§ **SUPPLIED PASSAGE**
——————————
Don't do it, BBC! Why canning Newsround would be a catastrophe

This article is more than 4 years old

From John Craven to Lizo and beyond, the children’s news show has been an institution for generations of kids. Why get rid of such a reassuring classic?

When you grow up, you still think children’s TV is the way you left it. To many of us, Newsround is still presented every weekday by John Craven, or by Lizo Mzimba, just before Neighbours. Except, of course, that it isn’t. The children’s news show was shifted to the CBBC channel early in 2013, and soon it may barely be on that channel either.

With the rise of on-demand television and the changing ways children consume news, CBBC is asking Ofcom if it can cut Newsround bulletins on their channel from 85 to 35 hours per year. At the same time it will “evolve” and expand its offering for children on its website. The iconic teatime bulletin, a broadcast that has run every weekday since John Craven’s Newsround in 1972, will be cut. All that will appear on the channel is a short morning bulletin, which is still popular and shown in schools.

At first glance, the BBC’s plan makes sense. Children today have never known anything but an age of streaming and internet news on tap. Newsround viewers have dropped in recent years, while the website claims to reach more than 900,000 readers.

Yet I still fear greatly for the children’s show. For one thing, how can clicks on a news website replicate the scale of a traditional bulletin? Newsround’s knack has always been the breadth of stories it squeezes into five to 10 minutes: topics ranging from alcoholism, growing up in care, the environment, the consequences of social media on self-esteem, in just a few minutes. It expands your world while at the same time challenging it, introducing themes you may never have given a second thought to beforehand. If you are going to focus mostly on a website, accessed by clicking on a story you might already be interested in, are you going to still be informed and challenged in the same way? I dread to think of a world where Newsround gets sucked into the world of chasing clicks.
——————————
§ **RECORDED DATA**
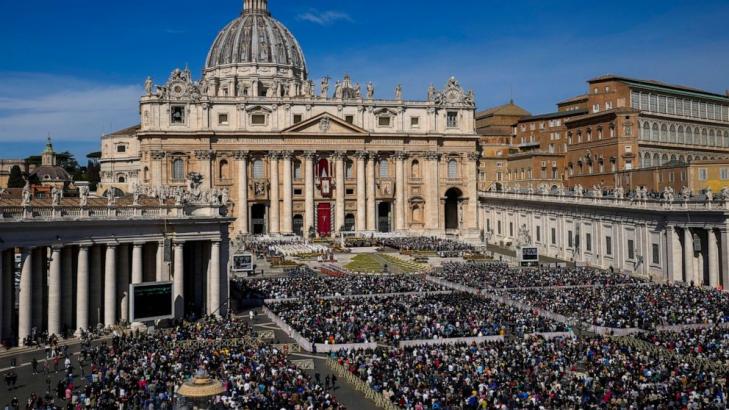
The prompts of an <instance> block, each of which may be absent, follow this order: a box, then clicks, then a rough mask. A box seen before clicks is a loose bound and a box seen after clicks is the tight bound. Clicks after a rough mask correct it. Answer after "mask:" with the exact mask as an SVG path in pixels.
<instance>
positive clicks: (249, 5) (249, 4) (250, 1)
mask: <svg viewBox="0 0 729 410" xmlns="http://www.w3.org/2000/svg"><path fill="white" fill-rule="evenodd" d="M249 13H263V14H267V15H270V13H269V12H268V0H243V14H249Z"/></svg>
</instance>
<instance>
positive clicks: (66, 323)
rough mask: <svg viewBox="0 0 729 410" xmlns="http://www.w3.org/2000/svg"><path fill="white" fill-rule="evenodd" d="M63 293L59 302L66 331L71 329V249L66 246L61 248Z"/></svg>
mask: <svg viewBox="0 0 729 410" xmlns="http://www.w3.org/2000/svg"><path fill="white" fill-rule="evenodd" d="M61 259H62V260H63V273H62V275H63V279H62V282H63V293H62V295H61V301H62V305H63V325H64V326H65V327H66V329H69V330H70V329H72V328H73V314H74V311H73V306H74V305H75V304H74V297H73V247H72V246H66V247H65V248H63V255H62V257H61Z"/></svg>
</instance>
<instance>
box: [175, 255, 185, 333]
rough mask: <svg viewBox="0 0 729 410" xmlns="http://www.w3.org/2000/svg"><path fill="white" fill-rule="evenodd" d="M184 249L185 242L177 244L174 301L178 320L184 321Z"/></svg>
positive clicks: (175, 260)
mask: <svg viewBox="0 0 729 410" xmlns="http://www.w3.org/2000/svg"><path fill="white" fill-rule="evenodd" d="M184 248H185V243H184V242H177V243H175V266H174V275H175V277H174V282H173V283H174V285H173V300H174V302H175V303H174V306H175V318H176V319H182V318H184V317H185V299H184V295H185V256H184V254H183V252H184Z"/></svg>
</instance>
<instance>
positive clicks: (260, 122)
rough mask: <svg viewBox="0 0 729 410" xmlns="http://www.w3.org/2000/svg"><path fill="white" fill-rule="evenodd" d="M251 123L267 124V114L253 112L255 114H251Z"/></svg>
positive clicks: (256, 124)
mask: <svg viewBox="0 0 729 410" xmlns="http://www.w3.org/2000/svg"><path fill="white" fill-rule="evenodd" d="M251 124H253V125H266V114H253V115H251Z"/></svg>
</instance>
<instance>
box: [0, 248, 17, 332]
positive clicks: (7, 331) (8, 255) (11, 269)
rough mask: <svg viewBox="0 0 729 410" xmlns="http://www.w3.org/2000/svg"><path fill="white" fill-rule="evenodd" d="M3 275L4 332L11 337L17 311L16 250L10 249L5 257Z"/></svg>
mask: <svg viewBox="0 0 729 410" xmlns="http://www.w3.org/2000/svg"><path fill="white" fill-rule="evenodd" d="M2 263H3V275H2V282H0V292H2V299H3V300H2V305H1V306H2V328H0V330H2V334H3V338H5V339H10V338H11V337H12V335H13V326H12V324H13V312H14V311H15V300H14V299H15V250H14V249H8V250H7V251H6V252H5V258H3V262H2Z"/></svg>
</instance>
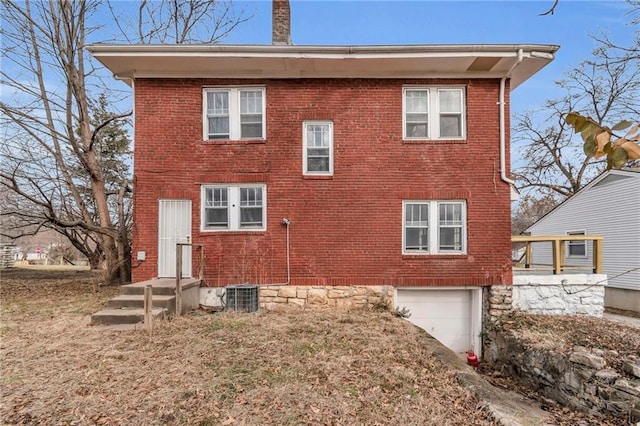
——————————
§ **ASSIGNED TASK**
Write the next part of the opinion piece on the BBC's plan to cut Newsround, carrying on from its final sentence. The data have no connection to the text.

§ **WRITTEN RESPONSE**
‘Will the internet suffice?’ ... John Craven presenting Newsround. Photograph: BBC

Then there’s the fact that Newsround is also watched by adults and children together at times when serious news breaks, such as the Ariana Grande Manchester concert attacks, to help inform and reassure children and let them know that they are safe. Will the internet suffice? A short bulletin in the morning rather than a traditional evening one feels like a step backward.

But my main fear for Newsround is not what is happening now, but what could happen in years to come. If you reduce the number of hours the show has on the channel, you also risk the show dropping out of public consciousness altogether, making it more vulnerable to being chopped entirely should cuts come later on.

The bulletin has also been a training ground for many television journalists, from Channel 4’s Krishnan Guru-Murthy to ITV’s Julie Etchingham, Beyond Today’s Matthew Price and Brexitcast’s Adam Fleming. And these broadcasts get kids interested in journalism too. It certainly did for me. The pain I felt when I wasn’t chosen to be a Press Pack reporter still hurts me to this day.

Newsround obviously has to reflect modern times, but it should also still have the same prominence that has made it such a well–known and well–loved destination for generations. Moving too far into the relentless world of the internet risks it feeling like old news.